» EXERCISE PROMPT: List the lines of this listing that hold the word "white".

» DATA TO USE:
-------------------------

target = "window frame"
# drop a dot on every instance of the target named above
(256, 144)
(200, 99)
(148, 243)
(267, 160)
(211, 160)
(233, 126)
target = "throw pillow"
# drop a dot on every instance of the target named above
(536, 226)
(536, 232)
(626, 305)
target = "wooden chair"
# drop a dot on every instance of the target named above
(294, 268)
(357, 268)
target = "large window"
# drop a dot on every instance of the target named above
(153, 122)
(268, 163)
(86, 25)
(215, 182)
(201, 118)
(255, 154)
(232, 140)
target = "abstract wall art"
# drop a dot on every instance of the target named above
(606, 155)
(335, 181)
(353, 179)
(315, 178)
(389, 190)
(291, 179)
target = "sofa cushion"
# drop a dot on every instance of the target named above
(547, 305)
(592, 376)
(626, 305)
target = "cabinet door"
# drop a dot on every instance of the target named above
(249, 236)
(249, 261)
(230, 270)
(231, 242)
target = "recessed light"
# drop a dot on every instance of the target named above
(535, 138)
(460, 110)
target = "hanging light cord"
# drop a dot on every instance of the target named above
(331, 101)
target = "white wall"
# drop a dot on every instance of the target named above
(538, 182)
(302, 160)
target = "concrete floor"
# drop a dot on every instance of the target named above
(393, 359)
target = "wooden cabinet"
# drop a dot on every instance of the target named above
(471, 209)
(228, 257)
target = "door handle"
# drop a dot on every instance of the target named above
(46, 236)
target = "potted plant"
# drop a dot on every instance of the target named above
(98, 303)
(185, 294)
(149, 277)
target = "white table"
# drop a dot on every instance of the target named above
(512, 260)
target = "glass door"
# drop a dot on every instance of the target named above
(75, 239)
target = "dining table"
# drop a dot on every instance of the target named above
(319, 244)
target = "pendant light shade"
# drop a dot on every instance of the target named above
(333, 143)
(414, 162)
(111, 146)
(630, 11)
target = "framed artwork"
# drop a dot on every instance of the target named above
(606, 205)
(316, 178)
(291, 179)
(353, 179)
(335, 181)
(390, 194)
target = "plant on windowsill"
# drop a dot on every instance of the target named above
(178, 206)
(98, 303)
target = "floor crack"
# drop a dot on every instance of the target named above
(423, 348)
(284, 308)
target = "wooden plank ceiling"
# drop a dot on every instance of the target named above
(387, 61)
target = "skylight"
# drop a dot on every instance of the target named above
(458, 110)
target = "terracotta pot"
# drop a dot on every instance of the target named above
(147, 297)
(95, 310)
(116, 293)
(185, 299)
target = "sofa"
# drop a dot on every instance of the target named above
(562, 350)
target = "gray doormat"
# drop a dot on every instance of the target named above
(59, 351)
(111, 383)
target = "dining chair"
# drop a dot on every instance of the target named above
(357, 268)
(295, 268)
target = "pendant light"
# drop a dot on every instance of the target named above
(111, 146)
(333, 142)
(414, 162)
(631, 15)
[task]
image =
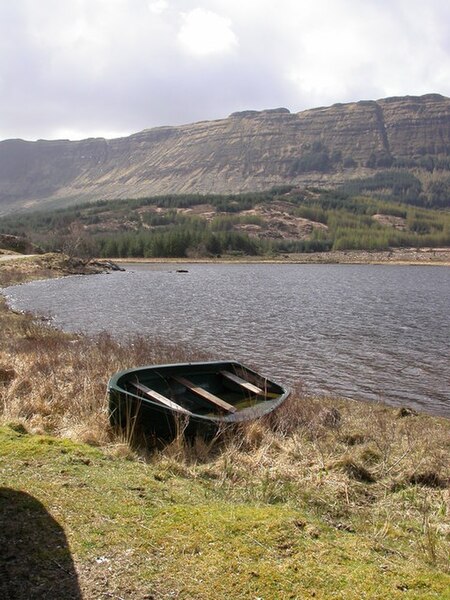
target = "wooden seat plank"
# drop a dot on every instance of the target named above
(243, 383)
(154, 395)
(199, 391)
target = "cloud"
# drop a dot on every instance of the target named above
(204, 32)
(77, 68)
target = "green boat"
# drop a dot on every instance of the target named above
(201, 397)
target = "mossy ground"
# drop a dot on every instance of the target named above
(157, 530)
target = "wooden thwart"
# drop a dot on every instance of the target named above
(205, 394)
(243, 383)
(154, 395)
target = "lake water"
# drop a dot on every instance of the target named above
(369, 332)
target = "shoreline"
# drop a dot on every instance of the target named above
(398, 256)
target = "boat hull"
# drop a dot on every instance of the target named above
(191, 398)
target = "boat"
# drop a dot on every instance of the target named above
(202, 398)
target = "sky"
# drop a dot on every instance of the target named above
(87, 68)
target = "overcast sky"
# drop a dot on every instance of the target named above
(83, 68)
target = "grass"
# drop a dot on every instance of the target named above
(326, 499)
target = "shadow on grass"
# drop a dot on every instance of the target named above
(35, 561)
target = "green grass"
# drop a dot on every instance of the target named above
(161, 529)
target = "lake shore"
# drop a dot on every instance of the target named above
(353, 494)
(396, 256)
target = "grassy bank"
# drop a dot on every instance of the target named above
(328, 499)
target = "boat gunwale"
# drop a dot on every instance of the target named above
(265, 407)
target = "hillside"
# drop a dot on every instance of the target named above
(273, 223)
(247, 151)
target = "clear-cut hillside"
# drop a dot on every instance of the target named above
(249, 150)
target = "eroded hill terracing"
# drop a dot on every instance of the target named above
(250, 150)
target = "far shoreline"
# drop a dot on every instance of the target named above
(397, 256)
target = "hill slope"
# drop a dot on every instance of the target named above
(249, 150)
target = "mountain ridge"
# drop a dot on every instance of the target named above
(247, 151)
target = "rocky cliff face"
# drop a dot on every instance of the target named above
(250, 150)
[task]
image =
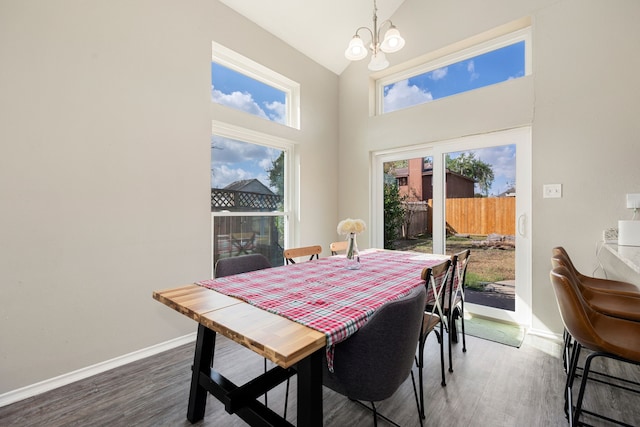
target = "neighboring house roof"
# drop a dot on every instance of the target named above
(404, 172)
(249, 185)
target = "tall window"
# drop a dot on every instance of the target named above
(240, 83)
(496, 61)
(249, 174)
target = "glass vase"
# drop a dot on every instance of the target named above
(353, 256)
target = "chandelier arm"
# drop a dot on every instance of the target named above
(371, 33)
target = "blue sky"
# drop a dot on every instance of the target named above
(234, 160)
(503, 162)
(483, 70)
(246, 94)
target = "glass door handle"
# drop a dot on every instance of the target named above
(522, 225)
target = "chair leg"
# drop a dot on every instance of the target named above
(452, 333)
(415, 393)
(265, 395)
(464, 341)
(420, 364)
(568, 397)
(286, 400)
(441, 342)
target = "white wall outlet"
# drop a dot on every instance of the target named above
(633, 201)
(552, 191)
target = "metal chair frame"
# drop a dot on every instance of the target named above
(310, 251)
(436, 283)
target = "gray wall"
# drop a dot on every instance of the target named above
(581, 102)
(105, 124)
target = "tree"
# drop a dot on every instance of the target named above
(467, 165)
(276, 174)
(394, 214)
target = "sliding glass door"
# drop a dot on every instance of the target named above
(469, 193)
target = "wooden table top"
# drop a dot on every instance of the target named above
(280, 340)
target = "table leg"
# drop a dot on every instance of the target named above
(205, 345)
(310, 390)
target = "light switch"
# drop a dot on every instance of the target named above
(552, 191)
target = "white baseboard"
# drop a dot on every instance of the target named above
(545, 334)
(80, 374)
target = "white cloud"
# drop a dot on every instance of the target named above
(242, 101)
(233, 160)
(440, 73)
(225, 175)
(401, 95)
(277, 111)
(471, 69)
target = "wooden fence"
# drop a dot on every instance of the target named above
(468, 216)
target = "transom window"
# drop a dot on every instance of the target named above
(492, 62)
(243, 84)
(250, 187)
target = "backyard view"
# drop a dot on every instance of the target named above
(479, 215)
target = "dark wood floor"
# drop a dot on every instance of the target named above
(493, 385)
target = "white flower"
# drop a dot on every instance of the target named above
(347, 226)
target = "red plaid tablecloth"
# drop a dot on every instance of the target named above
(324, 295)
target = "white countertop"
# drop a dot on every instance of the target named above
(630, 255)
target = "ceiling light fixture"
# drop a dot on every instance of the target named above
(392, 42)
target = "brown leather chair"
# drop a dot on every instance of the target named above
(595, 283)
(610, 297)
(605, 336)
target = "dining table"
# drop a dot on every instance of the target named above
(292, 315)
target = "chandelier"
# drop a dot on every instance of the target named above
(391, 42)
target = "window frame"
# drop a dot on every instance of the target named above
(243, 65)
(522, 34)
(290, 192)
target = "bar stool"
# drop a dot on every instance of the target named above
(606, 337)
(611, 297)
(595, 283)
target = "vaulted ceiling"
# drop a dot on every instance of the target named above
(319, 29)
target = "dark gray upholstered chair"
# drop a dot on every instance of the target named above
(240, 264)
(373, 363)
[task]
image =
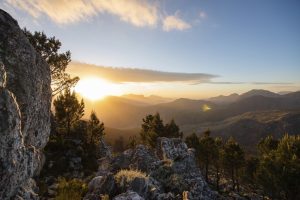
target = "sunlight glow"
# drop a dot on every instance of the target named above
(205, 108)
(96, 88)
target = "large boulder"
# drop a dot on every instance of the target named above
(183, 170)
(129, 195)
(25, 100)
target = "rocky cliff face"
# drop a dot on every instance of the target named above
(25, 96)
(167, 172)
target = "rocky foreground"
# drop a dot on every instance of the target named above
(167, 172)
(25, 96)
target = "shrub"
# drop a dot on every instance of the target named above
(125, 177)
(73, 189)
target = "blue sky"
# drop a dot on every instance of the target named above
(246, 43)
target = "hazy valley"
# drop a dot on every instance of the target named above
(247, 117)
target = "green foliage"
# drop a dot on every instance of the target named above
(267, 144)
(153, 127)
(192, 141)
(49, 47)
(279, 167)
(95, 129)
(172, 130)
(119, 145)
(132, 142)
(73, 189)
(171, 182)
(68, 111)
(206, 151)
(233, 160)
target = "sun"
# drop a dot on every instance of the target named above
(96, 88)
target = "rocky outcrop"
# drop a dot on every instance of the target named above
(25, 96)
(169, 172)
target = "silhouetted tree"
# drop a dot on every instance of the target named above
(206, 151)
(192, 141)
(217, 159)
(172, 130)
(68, 111)
(95, 129)
(119, 145)
(132, 142)
(152, 128)
(233, 160)
(48, 47)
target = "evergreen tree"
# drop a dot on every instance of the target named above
(192, 141)
(152, 128)
(206, 151)
(58, 62)
(233, 160)
(132, 142)
(172, 130)
(279, 167)
(68, 111)
(217, 159)
(95, 129)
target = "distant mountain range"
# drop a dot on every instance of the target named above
(234, 115)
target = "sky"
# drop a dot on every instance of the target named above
(173, 48)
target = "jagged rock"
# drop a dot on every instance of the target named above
(129, 195)
(101, 185)
(24, 111)
(140, 158)
(171, 172)
(184, 165)
(140, 186)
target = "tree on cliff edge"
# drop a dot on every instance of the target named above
(68, 111)
(48, 48)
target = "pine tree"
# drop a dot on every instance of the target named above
(206, 151)
(233, 160)
(48, 48)
(95, 129)
(217, 159)
(68, 111)
(152, 128)
(172, 130)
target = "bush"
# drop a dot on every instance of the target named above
(73, 189)
(171, 181)
(125, 177)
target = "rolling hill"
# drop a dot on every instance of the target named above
(253, 115)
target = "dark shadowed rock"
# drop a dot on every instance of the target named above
(24, 111)
(184, 168)
(101, 185)
(129, 195)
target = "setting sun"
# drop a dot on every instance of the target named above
(96, 88)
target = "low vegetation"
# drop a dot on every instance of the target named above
(71, 189)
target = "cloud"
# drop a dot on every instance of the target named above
(271, 83)
(136, 12)
(125, 75)
(173, 22)
(202, 15)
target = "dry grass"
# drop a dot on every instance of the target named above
(124, 177)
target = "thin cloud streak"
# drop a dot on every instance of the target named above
(174, 22)
(140, 13)
(136, 12)
(272, 83)
(127, 75)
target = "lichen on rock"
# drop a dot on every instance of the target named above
(25, 97)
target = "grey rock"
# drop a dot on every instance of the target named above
(101, 185)
(24, 111)
(129, 195)
(140, 186)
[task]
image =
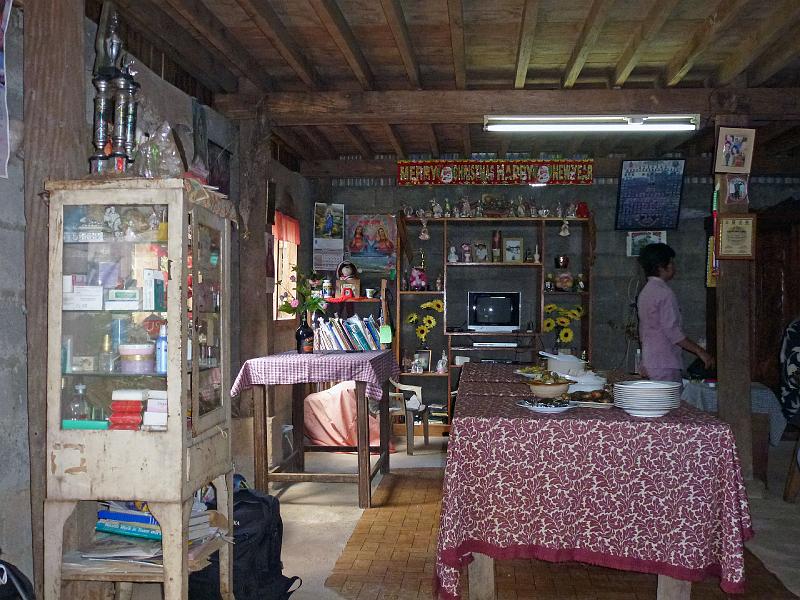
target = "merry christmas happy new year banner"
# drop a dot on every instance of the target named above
(494, 172)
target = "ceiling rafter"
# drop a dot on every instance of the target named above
(455, 11)
(527, 30)
(645, 32)
(782, 18)
(785, 51)
(159, 27)
(397, 23)
(589, 34)
(355, 136)
(271, 26)
(682, 62)
(334, 22)
(205, 22)
(394, 140)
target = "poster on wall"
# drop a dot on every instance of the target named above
(371, 242)
(649, 194)
(328, 236)
(5, 15)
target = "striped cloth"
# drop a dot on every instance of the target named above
(289, 367)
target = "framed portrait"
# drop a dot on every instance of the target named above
(424, 358)
(637, 240)
(733, 188)
(481, 251)
(736, 236)
(512, 250)
(649, 195)
(734, 150)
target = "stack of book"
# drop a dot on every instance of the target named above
(126, 409)
(348, 335)
(119, 518)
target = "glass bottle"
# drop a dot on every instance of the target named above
(78, 408)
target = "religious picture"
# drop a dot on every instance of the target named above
(370, 242)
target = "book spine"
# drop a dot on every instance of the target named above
(127, 517)
(127, 529)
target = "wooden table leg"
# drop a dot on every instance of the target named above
(260, 457)
(385, 434)
(673, 589)
(362, 422)
(481, 577)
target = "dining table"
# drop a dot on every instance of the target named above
(658, 495)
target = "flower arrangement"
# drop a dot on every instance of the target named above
(561, 318)
(426, 322)
(306, 299)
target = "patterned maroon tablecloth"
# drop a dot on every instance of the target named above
(289, 367)
(659, 495)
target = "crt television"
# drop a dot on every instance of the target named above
(493, 311)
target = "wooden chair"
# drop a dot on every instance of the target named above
(399, 405)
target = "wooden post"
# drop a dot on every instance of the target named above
(55, 132)
(733, 337)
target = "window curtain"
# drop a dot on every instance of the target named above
(286, 228)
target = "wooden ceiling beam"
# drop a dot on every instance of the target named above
(355, 136)
(455, 12)
(784, 52)
(781, 19)
(645, 32)
(699, 166)
(470, 106)
(394, 140)
(527, 31)
(270, 25)
(334, 22)
(397, 23)
(161, 29)
(205, 22)
(434, 142)
(589, 34)
(681, 63)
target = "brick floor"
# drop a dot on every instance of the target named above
(392, 552)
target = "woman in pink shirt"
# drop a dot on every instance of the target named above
(660, 327)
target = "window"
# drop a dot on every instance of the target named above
(286, 232)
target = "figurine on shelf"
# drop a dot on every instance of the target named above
(452, 256)
(466, 251)
(436, 209)
(441, 366)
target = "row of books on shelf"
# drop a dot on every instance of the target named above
(353, 334)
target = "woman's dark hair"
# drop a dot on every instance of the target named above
(655, 256)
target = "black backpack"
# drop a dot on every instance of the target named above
(257, 568)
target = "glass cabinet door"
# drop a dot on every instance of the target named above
(115, 269)
(206, 292)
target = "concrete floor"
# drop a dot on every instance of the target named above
(318, 519)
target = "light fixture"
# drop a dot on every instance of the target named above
(584, 123)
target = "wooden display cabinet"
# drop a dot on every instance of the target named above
(127, 256)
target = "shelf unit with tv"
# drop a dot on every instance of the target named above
(451, 333)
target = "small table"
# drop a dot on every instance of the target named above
(368, 369)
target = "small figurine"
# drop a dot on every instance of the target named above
(436, 209)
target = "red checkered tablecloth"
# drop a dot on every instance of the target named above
(660, 495)
(374, 368)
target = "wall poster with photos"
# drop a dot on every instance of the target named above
(650, 194)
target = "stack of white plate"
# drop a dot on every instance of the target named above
(647, 398)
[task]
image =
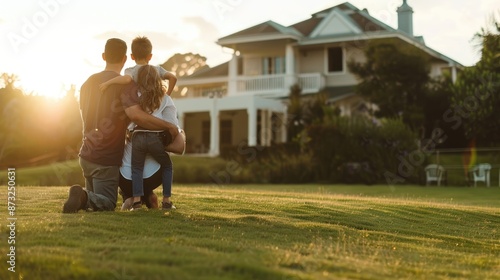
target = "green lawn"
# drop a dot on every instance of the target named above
(262, 232)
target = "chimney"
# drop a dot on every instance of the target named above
(405, 18)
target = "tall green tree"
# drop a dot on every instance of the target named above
(476, 94)
(395, 77)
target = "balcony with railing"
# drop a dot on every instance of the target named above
(278, 84)
(275, 85)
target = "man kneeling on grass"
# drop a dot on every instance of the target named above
(105, 118)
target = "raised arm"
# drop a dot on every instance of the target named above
(172, 80)
(143, 119)
(122, 80)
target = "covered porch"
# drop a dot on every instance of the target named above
(215, 123)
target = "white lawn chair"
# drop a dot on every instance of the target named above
(434, 173)
(481, 173)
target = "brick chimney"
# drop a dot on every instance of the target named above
(405, 18)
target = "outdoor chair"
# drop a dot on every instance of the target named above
(481, 173)
(435, 173)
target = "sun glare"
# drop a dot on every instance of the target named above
(42, 86)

-------------------------

» SOLUTION TO THE EXERCISE:
target = "white wall"
target = "white table"
target = "white wall outlet"
target = "white baseboard"
target = "white cloud"
target = "white flower"
target = "white countertop"
target = "stack of white plate"
target = "white lawn chair"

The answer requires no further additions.